In your reply, reproduce the lines from the first one below to the line containing "# indicate every instance of the red carpeted", inclusive, exactly as they stand.

- Opening Delimiter -

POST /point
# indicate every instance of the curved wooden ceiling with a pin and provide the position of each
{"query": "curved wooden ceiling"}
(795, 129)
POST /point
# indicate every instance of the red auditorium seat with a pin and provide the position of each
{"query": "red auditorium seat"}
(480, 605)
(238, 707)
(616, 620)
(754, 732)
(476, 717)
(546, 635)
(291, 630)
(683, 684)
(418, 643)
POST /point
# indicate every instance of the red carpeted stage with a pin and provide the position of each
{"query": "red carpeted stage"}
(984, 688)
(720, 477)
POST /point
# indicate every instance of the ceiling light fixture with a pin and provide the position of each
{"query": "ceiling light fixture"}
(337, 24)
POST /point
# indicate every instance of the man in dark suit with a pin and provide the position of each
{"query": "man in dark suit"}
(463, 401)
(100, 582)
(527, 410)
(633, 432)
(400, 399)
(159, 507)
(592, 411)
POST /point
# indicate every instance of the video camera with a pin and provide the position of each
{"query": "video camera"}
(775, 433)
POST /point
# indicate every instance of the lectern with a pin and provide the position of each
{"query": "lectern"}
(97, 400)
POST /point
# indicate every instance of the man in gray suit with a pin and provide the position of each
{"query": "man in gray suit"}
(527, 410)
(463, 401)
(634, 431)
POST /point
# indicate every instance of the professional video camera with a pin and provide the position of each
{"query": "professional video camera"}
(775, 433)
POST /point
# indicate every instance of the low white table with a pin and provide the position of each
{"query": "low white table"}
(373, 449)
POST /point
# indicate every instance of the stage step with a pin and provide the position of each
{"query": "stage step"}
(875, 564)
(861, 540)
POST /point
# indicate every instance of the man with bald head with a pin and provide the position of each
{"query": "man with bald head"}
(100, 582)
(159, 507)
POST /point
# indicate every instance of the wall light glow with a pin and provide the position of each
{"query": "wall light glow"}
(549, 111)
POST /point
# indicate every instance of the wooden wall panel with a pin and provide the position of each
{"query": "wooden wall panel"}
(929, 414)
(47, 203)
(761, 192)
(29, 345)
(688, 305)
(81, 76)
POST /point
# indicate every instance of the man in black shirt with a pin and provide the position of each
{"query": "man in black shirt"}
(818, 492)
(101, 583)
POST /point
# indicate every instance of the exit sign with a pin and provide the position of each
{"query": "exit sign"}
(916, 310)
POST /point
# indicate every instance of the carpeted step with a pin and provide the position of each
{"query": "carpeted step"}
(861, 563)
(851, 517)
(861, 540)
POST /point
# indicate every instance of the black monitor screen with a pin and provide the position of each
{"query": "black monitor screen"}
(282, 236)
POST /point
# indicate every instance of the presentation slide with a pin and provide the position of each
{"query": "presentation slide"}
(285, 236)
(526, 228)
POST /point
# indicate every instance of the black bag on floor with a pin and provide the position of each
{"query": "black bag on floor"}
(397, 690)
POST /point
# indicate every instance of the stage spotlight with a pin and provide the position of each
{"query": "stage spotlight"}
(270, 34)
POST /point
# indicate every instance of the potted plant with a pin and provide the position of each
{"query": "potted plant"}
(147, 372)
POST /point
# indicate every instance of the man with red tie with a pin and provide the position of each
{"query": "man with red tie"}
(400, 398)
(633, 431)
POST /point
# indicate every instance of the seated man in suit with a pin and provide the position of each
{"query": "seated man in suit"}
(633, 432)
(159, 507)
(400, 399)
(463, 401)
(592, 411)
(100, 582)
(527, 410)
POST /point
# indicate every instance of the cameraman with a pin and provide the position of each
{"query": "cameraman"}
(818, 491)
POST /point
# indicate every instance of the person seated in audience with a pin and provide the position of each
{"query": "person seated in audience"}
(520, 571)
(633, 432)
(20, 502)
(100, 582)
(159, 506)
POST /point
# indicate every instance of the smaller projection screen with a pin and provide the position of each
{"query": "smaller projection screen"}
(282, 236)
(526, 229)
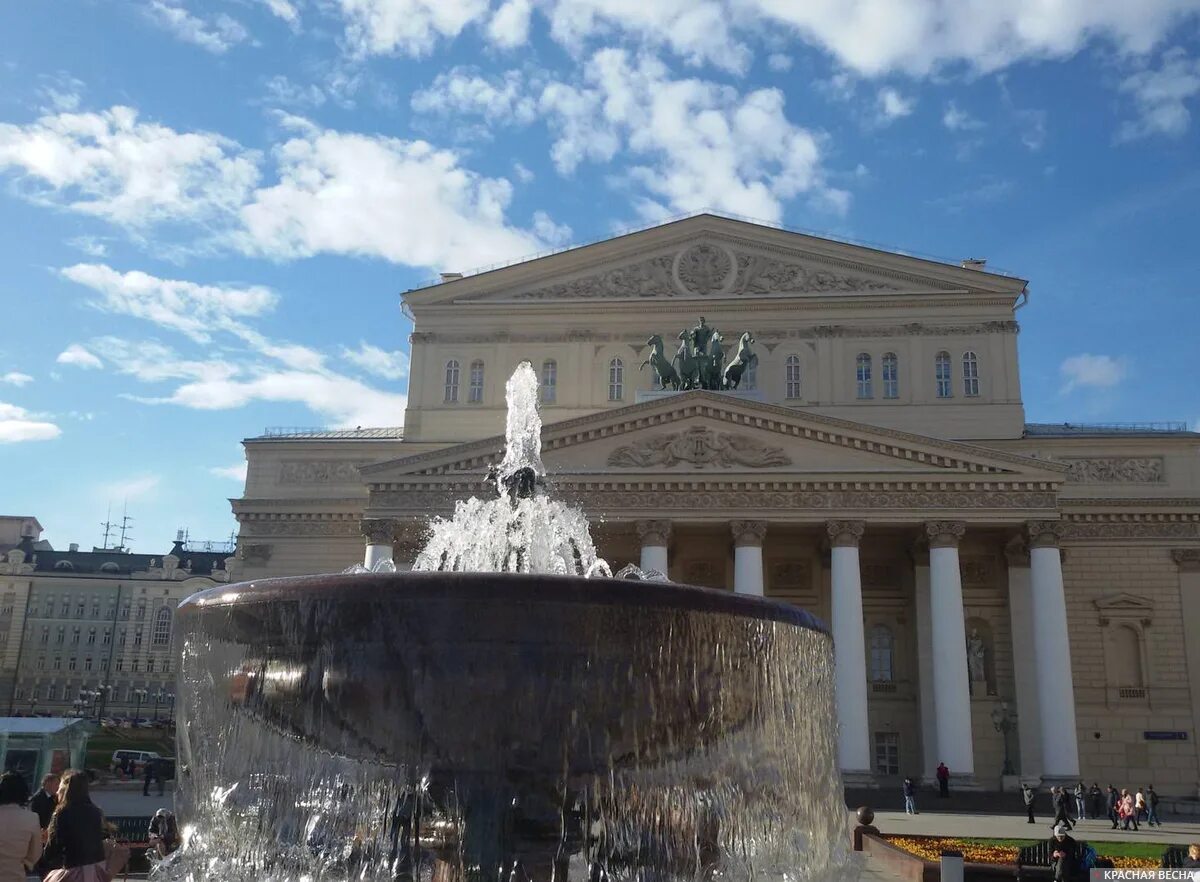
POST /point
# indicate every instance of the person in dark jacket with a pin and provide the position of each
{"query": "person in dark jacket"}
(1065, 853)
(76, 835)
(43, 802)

- Closing Delimiter -

_EXERCISE RESULT:_
POST /point
# indicate every instance of the curved wooden ceiling with a pin and provide the position of each
{"query": "curved wooden ceiling"}
(795, 129)
POST /point
# indicate every instance of the red auditorium seat with a pin and provide the position of each
{"query": "red auditorium seat"}
(480, 605)
(238, 707)
(616, 620)
(754, 732)
(476, 717)
(546, 635)
(291, 630)
(683, 684)
(418, 643)
POST /point
# indicate every instance of the red carpeted stage with a pin and provide the position of each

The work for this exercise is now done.